(Saved entries)
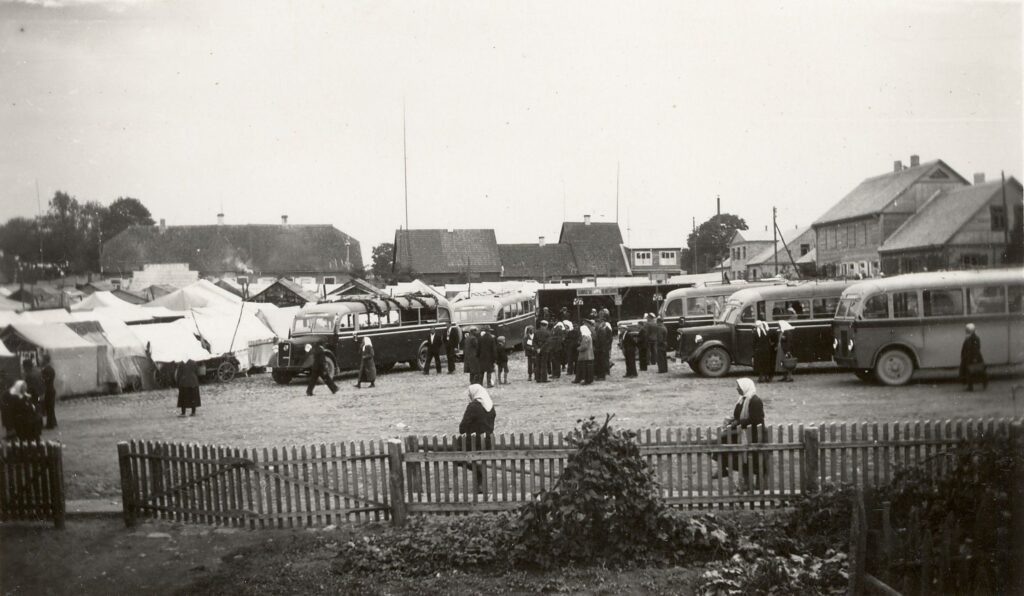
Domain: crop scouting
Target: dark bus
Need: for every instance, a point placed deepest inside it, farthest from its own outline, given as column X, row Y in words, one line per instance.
column 398, row 327
column 808, row 306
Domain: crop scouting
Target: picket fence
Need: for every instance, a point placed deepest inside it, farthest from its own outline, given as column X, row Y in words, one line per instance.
column 329, row 483
column 32, row 482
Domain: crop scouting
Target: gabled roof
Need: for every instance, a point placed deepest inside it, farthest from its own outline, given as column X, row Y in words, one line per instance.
column 877, row 193
column 597, row 247
column 442, row 251
column 942, row 216
column 535, row 261
column 278, row 249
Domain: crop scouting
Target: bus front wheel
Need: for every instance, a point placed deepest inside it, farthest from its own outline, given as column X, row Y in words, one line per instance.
column 714, row 363
column 894, row 368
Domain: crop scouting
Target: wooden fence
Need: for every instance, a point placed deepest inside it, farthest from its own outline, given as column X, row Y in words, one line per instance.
column 321, row 484
column 32, row 482
column 270, row 487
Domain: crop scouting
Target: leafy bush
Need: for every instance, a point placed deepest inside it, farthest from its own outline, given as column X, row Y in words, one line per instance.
column 605, row 509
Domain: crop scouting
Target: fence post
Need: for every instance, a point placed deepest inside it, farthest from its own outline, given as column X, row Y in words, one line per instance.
column 395, row 481
column 127, row 484
column 809, row 473
column 55, row 465
column 413, row 475
column 1017, row 506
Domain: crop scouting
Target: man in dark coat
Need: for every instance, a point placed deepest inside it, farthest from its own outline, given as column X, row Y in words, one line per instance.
column 49, row 392
column 663, row 346
column 486, row 352
column 541, row 342
column 318, row 372
column 435, row 345
column 452, row 339
column 630, row 352
column 972, row 364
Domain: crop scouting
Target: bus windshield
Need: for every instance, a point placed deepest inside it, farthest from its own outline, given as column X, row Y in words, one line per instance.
column 474, row 314
column 846, row 307
column 313, row 324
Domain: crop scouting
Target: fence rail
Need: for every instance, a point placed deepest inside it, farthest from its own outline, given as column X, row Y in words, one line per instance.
column 327, row 483
column 32, row 481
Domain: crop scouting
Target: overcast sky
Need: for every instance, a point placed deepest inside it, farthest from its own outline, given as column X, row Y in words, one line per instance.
column 516, row 112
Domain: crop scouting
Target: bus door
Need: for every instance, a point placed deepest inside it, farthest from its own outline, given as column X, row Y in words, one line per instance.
column 943, row 327
column 742, row 345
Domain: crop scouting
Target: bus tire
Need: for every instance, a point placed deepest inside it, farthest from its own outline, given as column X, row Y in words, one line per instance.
column 895, row 367
column 282, row 377
column 714, row 363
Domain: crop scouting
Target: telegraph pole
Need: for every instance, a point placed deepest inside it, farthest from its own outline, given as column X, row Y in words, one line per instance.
column 774, row 236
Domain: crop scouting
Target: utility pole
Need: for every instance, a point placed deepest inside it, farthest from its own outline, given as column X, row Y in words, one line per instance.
column 774, row 236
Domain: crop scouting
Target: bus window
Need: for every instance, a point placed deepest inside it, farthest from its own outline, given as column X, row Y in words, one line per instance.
column 943, row 302
column 905, row 305
column 1016, row 299
column 986, row 300
column 877, row 307
column 825, row 307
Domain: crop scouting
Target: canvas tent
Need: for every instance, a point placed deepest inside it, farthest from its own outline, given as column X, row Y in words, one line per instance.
column 76, row 360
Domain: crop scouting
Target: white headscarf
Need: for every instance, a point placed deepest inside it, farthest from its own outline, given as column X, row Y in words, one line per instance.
column 478, row 393
column 747, row 386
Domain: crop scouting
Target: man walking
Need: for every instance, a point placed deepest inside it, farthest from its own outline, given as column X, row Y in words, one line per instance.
column 318, row 372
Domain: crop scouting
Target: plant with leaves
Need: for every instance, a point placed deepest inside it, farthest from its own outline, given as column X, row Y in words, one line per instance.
column 605, row 509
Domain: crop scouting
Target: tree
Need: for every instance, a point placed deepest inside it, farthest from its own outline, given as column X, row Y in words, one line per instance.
column 711, row 240
column 122, row 213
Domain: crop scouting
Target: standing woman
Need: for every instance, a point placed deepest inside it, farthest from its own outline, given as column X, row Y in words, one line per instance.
column 187, row 381
column 368, row 368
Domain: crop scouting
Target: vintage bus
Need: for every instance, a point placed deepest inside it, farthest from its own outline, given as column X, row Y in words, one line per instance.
column 505, row 314
column 398, row 327
column 808, row 306
column 687, row 307
column 887, row 329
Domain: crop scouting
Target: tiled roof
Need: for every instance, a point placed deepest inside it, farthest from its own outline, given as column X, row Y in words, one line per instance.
column 939, row 219
column 441, row 251
column 535, row 261
column 275, row 249
column 597, row 247
column 875, row 194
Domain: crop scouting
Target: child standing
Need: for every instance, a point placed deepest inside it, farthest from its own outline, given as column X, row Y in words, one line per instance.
column 502, row 359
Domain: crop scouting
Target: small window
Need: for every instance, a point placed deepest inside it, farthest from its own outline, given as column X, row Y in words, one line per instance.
column 987, row 300
column 997, row 215
column 877, row 307
column 825, row 307
column 943, row 302
column 905, row 305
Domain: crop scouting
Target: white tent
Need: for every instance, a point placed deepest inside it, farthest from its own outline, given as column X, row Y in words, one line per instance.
column 171, row 342
column 76, row 360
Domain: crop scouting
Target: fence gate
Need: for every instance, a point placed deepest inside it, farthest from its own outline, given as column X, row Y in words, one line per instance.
column 270, row 487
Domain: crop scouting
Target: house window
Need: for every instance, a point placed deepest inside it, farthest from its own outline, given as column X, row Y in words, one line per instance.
column 998, row 217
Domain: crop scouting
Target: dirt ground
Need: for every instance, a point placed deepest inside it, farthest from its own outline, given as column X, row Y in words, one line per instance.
column 255, row 412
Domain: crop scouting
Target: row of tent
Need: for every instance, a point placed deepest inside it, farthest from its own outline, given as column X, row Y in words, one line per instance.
column 103, row 343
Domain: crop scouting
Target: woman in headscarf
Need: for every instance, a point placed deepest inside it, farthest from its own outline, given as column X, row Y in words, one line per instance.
column 748, row 416
column 478, row 419
column 585, row 356
column 186, row 379
column 368, row 368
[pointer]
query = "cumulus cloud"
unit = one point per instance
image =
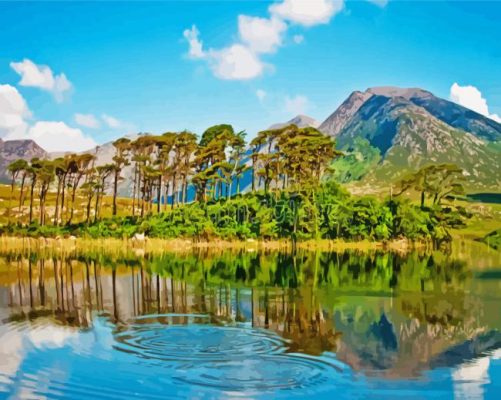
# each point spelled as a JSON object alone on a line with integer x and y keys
{"x": 195, "y": 44}
{"x": 87, "y": 120}
{"x": 51, "y": 135}
{"x": 261, "y": 94}
{"x": 236, "y": 62}
{"x": 307, "y": 12}
{"x": 470, "y": 97}
{"x": 241, "y": 60}
{"x": 261, "y": 35}
{"x": 13, "y": 112}
{"x": 42, "y": 77}
{"x": 296, "y": 105}
{"x": 380, "y": 3}
{"x": 112, "y": 122}
{"x": 56, "y": 136}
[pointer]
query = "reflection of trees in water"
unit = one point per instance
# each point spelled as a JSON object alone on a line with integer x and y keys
{"x": 298, "y": 295}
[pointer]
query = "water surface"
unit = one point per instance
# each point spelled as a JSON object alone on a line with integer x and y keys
{"x": 251, "y": 325}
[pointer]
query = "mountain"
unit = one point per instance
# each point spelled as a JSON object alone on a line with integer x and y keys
{"x": 104, "y": 155}
{"x": 12, "y": 150}
{"x": 301, "y": 121}
{"x": 388, "y": 131}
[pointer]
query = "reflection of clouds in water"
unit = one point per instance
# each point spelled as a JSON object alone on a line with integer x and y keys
{"x": 469, "y": 379}
{"x": 51, "y": 336}
{"x": 17, "y": 342}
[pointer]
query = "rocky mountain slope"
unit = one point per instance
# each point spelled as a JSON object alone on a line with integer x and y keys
{"x": 12, "y": 150}
{"x": 301, "y": 121}
{"x": 387, "y": 131}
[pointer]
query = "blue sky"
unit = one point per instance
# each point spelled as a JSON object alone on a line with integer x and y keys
{"x": 114, "y": 68}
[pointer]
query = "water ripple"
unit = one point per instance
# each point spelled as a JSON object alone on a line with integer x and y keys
{"x": 263, "y": 373}
{"x": 196, "y": 342}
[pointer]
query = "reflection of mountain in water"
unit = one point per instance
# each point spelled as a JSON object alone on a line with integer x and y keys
{"x": 317, "y": 302}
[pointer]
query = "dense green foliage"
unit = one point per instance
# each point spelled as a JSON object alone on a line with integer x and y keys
{"x": 328, "y": 213}
{"x": 493, "y": 239}
{"x": 293, "y": 195}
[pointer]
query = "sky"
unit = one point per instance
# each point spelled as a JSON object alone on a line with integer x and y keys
{"x": 73, "y": 75}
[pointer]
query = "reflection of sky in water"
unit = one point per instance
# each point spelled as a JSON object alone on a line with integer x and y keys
{"x": 63, "y": 362}
{"x": 131, "y": 334}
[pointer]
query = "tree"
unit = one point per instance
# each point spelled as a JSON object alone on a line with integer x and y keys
{"x": 120, "y": 160}
{"x": 103, "y": 172}
{"x": 435, "y": 180}
{"x": 61, "y": 169}
{"x": 15, "y": 168}
{"x": 45, "y": 176}
{"x": 79, "y": 165}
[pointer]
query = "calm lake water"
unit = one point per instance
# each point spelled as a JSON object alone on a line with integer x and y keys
{"x": 251, "y": 325}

> **EXERCISE**
Read the data above and pull out each line that holds the string "window".

> **ANSWER AREA**
Target: bus window
Target: small window
Target: house window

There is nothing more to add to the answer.